Nel rapporto “Abbandonati”, Amnesty International Italia aveva ampiamente sottolineato l’impatto devastante dell’isolamento prolungato e il deterioramento fisico e cognitivo di molti ospiti delle strutture direttamente legato alla mancanza di stimoli e contatti sociali. Numerosi studi sottolineano il ruolo cruciale delle relazioni sociali nel garantire la qualità della vita delle persone anziane e analizzano l’impatto devastante delle misure estremamente rigide d’isolamento e gli effetti deleteri sulla salute mentale, cognitiva e fisica delle persone anziane, soprattutto nei casi di patologie quali Alzheimer e forme di demenza.
Sebbene molte criticità affrontate dalle case di riposo italiane durante la prima fase dell’emergenza siano state parzialmente risolte nei mesi successivi, l’isolamento prolungato rimane più di un anno dopo l’avvio dell’emergenza una delle problematiche centrali che rischia di divenire sistemica.
Il ministero della Salute, benché molto tardivamente, il 30 novembre, aveva riconosciuto l’importanza di garantire un contatto significativo dei pazienti delle strutture con gli affetti esterni anche per il benessere fisico e psichico, richiedendo alle direzioni sanitarie di “predisporre un piano dettagliato per assicurare la possibilità di visite in presenza e contatti a distanza in favore degli ospiti delle strutture”, promuovendo screening con test antigenici rapidi per familiari e visitatori esterni e spazi specifici dove possa avvenire il contatto fisico in sicurezza, con soluzioni tipo “sale degli abbracci”.
Ad oggi però, in assenza di specifiche disposizioni da parte delle regioni, la quasi totalità delle strutture mantiene le porte chiuse.
Le testimonianze di familiari, operatori sanitari e dirigenti delle strutture ricevute da Amnesty International continuano ad esprimere profonda preoccupazione in merito al protrarsi della frattura relazionale con gli affetti importanti subentrata con la pandemia in moltissime case di riposo e a lamentare la difficoltà di aprire canali di visita in sicurezza, nonostante la possibilità di test antigenici rapidi e una campagna di vaccinazione ormai in fase avanzata per questo tipo di strutture. Molti familiari lamentano anche che la mancanza di comunicazioni regolari con le strutture e l’assenza prolungata delle visite abbia reso impossibile l’attività di monitoraggio esterno.
Un’indagine pubblicata il 28 aprile 2021 dalla Comunità di Sant’Egidio e realizzata su 240 strutture tra RSA e case di riposo, in 11 città e 10 regioni italiane, rivela che ben il 64% delle strutture esaminate non consente alcun tipo di visita ai propri ospiti, addirittura solo il 15% ammette amici e volontari. La cosiddetta “stanza degli abbracci” è oggi presente in meno del 20% delle strutture esaminate e anche il servizio delle video-chiamate è presente in meno della metà delle strutture. Nel 61,18% delle strutture analizzate è proibita ogni tipo di uscita, comprese quelle per effettuare esami medici specialistici.

++++++

Serie di esercizi
a - Secondo il brano sulle case di riposo, quale percentuale delle strutture esaminate dall'indagine della Comunità di Sant'Egidio non consente alcun tipo di visita agli ospiti?
b - Riproduci fedelmente la parte del brano sulle case di riposo che inizia con "Le testimonianze di" e termina con "di monitoraggio esterno.".

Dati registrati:
++++++

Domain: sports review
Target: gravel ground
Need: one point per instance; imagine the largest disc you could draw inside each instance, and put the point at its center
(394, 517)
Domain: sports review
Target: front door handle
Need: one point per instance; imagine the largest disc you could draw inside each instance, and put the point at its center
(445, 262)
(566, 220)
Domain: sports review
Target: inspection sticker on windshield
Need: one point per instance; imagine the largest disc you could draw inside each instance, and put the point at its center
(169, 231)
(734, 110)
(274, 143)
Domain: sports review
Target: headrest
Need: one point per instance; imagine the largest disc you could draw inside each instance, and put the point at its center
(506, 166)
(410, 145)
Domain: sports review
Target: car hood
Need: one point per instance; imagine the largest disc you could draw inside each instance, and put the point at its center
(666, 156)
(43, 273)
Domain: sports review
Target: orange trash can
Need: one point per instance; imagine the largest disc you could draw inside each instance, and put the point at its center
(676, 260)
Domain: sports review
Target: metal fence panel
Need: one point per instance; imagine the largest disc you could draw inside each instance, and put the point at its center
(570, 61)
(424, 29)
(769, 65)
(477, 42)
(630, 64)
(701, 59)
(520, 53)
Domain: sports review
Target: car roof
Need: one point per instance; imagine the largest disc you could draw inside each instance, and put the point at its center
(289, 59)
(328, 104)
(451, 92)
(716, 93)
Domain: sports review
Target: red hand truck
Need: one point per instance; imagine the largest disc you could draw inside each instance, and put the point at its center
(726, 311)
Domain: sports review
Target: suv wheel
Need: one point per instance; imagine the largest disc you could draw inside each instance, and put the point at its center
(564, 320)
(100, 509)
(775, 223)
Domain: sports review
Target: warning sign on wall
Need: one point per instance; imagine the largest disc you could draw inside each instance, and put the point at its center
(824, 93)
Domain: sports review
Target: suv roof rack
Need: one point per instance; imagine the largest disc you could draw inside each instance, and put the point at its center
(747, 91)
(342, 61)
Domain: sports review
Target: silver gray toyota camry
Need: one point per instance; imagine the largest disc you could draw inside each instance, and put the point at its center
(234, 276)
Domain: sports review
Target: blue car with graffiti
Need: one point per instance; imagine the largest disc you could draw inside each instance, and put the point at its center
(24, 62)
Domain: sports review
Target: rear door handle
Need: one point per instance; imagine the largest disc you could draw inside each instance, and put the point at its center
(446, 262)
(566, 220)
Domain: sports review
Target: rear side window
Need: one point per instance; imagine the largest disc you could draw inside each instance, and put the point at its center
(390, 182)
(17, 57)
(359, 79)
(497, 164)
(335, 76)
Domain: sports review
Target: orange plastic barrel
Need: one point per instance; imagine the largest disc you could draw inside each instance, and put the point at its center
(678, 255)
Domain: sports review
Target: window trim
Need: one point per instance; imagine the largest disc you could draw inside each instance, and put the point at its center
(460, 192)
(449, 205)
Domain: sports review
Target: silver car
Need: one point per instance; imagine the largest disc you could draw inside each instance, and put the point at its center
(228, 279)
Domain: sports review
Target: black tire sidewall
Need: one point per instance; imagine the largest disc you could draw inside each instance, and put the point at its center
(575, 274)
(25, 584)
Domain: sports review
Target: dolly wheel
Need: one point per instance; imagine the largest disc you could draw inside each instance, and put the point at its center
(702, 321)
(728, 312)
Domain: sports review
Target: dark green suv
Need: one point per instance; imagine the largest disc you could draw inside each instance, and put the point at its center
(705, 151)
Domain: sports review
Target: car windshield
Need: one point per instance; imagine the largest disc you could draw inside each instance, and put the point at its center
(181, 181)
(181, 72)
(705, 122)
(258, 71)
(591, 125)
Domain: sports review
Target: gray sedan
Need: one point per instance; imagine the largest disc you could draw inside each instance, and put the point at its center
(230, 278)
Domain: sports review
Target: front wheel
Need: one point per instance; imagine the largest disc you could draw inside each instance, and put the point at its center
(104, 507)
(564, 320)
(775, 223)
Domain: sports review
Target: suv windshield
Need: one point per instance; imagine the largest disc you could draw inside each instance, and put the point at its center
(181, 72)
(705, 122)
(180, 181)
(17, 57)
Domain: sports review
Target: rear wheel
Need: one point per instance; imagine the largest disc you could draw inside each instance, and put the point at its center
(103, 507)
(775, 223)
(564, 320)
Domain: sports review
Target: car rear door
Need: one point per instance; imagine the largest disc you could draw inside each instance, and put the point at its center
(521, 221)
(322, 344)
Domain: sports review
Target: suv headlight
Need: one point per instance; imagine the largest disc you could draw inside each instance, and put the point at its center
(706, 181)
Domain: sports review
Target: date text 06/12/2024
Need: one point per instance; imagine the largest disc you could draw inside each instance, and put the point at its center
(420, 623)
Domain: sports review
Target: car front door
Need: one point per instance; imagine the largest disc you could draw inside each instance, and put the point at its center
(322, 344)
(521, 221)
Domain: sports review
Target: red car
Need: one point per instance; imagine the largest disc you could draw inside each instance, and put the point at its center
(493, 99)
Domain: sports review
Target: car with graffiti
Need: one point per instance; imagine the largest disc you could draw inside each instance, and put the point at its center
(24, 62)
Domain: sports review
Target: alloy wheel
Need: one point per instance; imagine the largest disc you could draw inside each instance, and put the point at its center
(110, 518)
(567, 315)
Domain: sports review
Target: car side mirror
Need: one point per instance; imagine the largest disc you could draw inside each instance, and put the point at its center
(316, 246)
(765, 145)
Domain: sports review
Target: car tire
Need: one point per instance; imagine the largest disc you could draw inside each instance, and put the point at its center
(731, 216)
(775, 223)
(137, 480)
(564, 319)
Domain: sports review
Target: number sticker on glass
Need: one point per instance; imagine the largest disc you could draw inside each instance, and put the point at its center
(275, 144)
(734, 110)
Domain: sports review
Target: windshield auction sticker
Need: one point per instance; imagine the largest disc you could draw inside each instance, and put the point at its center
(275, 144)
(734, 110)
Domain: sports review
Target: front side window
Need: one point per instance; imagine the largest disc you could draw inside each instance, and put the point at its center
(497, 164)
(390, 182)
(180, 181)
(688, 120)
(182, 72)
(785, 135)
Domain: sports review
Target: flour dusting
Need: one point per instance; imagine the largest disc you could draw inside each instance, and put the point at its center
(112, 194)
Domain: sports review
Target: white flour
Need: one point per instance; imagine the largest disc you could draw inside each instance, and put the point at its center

++++++

Risposte agli esercizi
a - Il 64% delle strutture esaminate.

b -
Le testimonianze di familiari, operatori sanitari e dirigenti delle strutture ricevute da Amnesty International continuano ad esprimere profonda preoccupazione in merito al protrarsi della frattura relazionale con gli affetti importanti subentrata con la pandemia in moltissime case di riposo e a lamentare la difficoltà di aprire canali di visita in sicurezza, nonostante la possibilità di test antigenici rapidi e una campagna di vaccinazione ormai in fase avanzata per questo tipo di strutture. Molti familiari lamentano anche che la mancanza di comunicazioni regolari con le strutture e l’assenza prolungata delle visite abbia reso impossibile l’attività di monitoraggio esterno.